══ Study text ══

Banner Health
Making healthcare easier


What Is Scoliosis?

Scoliosis is a condition in which the spine curves to the side in an S or C shape. Scoliosis can occur at any age, but it is most diagnosed in children and adolescents during growth spurts. The cause of scoliosis is often unknown, but it may be related to genetic factors or other underlying conditions such as cerebral palsy or muscular dystrophy. Scoliosis can cause problems with posture and balance, and it can also lead to pain and difficulty with physical activities. Treatment options may include observation, physical therapy, bracing or surgery, depending on the severity of the curvature and the age of the person.

Types of Scoliosis

There are different types of scoliosis that can be broken down into categories. The largest being idiopathic scoliosis, a term used to refer to cases where the cause is unknown. Within that category, idiopathic scoliosis is broken down by age, the most common of these being adolescent scoliosis:

  • Infant: 0 - 3 years
  • Juvenile: 4 - 10 years
  • Adolescent: 11 - 18 years
  • Adult: 18+ years

When a cause can be determined, it will fall under two categories:

  • Congenital scoliosis - Where spinal deformities are present from birth.

═══
══ Provided data ══

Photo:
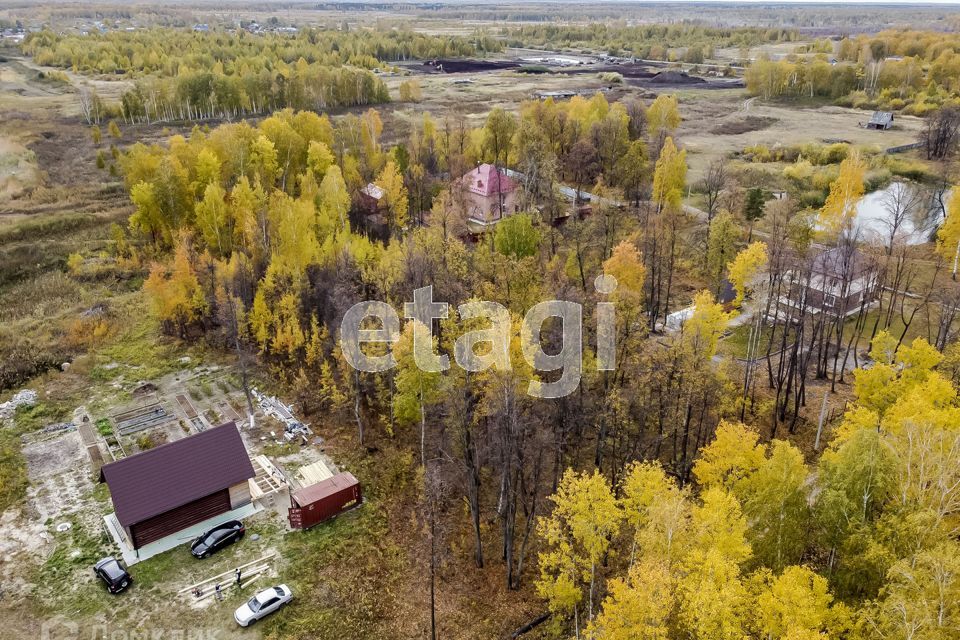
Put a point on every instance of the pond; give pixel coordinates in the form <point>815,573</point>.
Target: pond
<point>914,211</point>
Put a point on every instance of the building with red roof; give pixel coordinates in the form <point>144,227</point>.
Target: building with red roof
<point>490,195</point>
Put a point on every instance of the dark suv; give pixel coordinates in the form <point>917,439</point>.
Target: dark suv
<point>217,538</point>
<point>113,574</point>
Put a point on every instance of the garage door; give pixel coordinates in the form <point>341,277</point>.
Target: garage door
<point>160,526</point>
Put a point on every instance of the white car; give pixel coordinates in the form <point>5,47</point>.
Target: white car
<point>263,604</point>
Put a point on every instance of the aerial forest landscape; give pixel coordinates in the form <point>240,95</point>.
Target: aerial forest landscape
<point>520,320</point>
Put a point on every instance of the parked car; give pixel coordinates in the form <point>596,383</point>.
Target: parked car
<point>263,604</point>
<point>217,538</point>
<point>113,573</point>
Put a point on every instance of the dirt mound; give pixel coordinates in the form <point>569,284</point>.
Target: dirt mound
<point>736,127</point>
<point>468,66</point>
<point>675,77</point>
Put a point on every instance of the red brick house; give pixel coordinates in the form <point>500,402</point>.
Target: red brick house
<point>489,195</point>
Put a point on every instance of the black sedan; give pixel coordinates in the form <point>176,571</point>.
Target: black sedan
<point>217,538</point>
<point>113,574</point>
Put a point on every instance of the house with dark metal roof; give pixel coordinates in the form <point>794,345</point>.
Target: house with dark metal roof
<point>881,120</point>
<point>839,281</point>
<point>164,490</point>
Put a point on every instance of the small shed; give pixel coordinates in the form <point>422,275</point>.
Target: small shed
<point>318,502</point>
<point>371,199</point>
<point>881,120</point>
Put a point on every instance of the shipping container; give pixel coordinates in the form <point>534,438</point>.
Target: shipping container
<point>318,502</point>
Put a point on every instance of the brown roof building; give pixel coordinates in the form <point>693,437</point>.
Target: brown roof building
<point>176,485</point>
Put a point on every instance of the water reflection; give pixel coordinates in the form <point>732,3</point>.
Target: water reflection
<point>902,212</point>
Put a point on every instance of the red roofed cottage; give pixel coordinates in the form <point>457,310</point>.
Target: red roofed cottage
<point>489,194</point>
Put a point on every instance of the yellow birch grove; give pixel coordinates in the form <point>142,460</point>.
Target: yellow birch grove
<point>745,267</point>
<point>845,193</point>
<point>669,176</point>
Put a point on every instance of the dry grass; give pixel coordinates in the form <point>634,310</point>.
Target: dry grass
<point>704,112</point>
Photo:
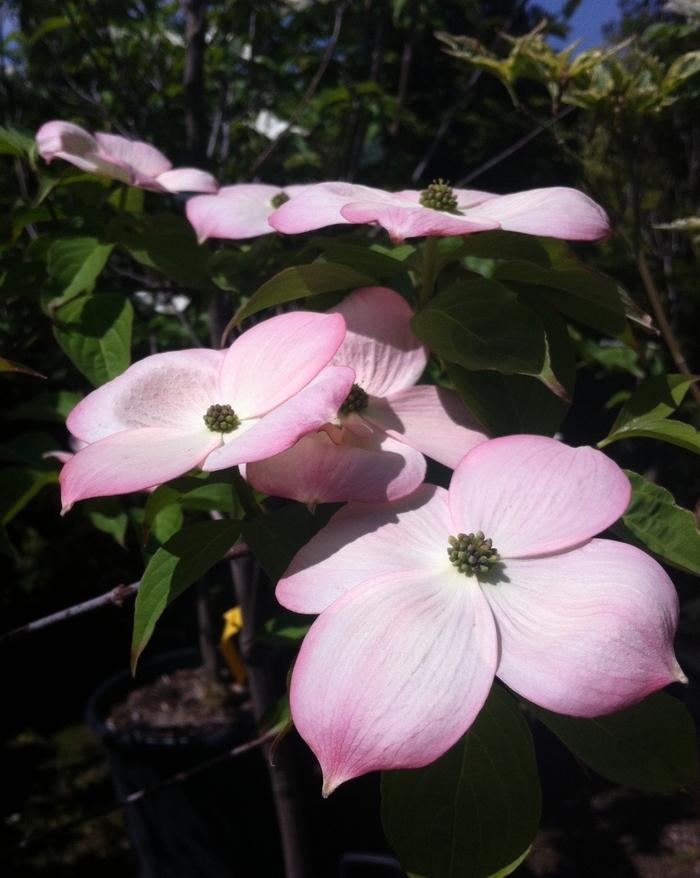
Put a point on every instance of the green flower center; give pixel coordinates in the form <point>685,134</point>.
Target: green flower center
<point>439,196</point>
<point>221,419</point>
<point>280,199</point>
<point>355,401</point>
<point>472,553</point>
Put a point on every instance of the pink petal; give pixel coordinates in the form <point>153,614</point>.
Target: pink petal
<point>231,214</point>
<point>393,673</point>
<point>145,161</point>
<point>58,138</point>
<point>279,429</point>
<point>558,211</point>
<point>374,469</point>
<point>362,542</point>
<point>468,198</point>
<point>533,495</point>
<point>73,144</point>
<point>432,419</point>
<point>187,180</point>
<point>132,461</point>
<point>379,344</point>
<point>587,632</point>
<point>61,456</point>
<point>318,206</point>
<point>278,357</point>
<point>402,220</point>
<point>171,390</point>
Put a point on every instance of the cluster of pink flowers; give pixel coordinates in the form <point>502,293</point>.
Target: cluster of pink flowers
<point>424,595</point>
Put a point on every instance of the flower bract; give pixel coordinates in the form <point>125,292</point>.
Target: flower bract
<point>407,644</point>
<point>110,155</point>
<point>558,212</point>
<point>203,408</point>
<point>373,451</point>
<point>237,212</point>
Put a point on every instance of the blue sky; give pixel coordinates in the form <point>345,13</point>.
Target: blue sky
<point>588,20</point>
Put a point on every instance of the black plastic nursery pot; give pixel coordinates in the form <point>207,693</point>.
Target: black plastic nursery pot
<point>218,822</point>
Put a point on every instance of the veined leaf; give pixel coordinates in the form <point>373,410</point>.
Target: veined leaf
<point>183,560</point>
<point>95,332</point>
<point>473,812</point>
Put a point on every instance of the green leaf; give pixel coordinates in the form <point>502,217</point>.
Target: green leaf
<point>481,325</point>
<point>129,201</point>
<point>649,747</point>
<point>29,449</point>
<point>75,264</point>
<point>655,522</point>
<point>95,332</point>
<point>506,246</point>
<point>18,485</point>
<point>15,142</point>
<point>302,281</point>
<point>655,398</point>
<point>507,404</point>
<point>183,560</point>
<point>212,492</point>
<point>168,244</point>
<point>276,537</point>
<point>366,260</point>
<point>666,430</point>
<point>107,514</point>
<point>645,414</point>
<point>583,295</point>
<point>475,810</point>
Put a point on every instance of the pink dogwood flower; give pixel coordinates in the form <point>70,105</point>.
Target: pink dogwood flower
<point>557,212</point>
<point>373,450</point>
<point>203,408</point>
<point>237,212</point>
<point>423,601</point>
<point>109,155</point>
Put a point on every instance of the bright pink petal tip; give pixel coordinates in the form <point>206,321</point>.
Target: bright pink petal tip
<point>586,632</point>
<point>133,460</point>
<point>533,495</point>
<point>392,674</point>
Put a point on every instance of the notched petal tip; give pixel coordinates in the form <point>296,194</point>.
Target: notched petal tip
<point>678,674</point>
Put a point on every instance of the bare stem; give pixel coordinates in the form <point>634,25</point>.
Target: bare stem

═══

◆ **Brief A**
In the scoliosis text, what age range is given for juvenile idiopathic scoliosis?
◆ **Brief B**
Go on with the scoliosis text from the point where it stops.

◆ **Written answer A**
4 to 10 years.

◆ **Written answer B**
  • Neuromuscular scoliosis - When nerve malfunctions affect the muscles and spine.

Scoliosis is also categorized into structural or nonstructural, referring to the treatability of scoliosis.

  • Structural – The spinal curve abnormality was caused by disease, injury or birth defect, and is untreatable.
  • Nonstructural – This is a temporary abnormality of the spine and can be fixed.

What Causes Scoliosis?

The root cause of many cases is undetermined. Most commonly it arises as a result of a growth spurt during puberty that causes an abnormal growth pattern or curve progression. It can also be a symptom of conditions such as muscular dystrophy and cerebral palsy.

Other factors may include:

  • Birth defects
  • Neurological disorders
  • Genetic conditions

What Are the Symptoms of Scoliosis?

Symptoms will vary depending on the cause and degree of scoliosis, but common symptoms may include:

  • Uneven shoulder blades
  • One shoulder blade that protrudes outward and one that does not
  • Uneven hips
  • Rotation in the spine
  • Problems breathing because of unnatural pressure on the chest and lungs
  • Chronic back pain

How Is Scoliosis Diagnosed?

Your diagnosis of scoliosis will begin with a comprehensive medical exam and will likely also include an imaging test. CT scans may be performed to look for abnormalities in the spine and surrounding soft tissue. MRI scans are also common, offering a more detailed view of the spine.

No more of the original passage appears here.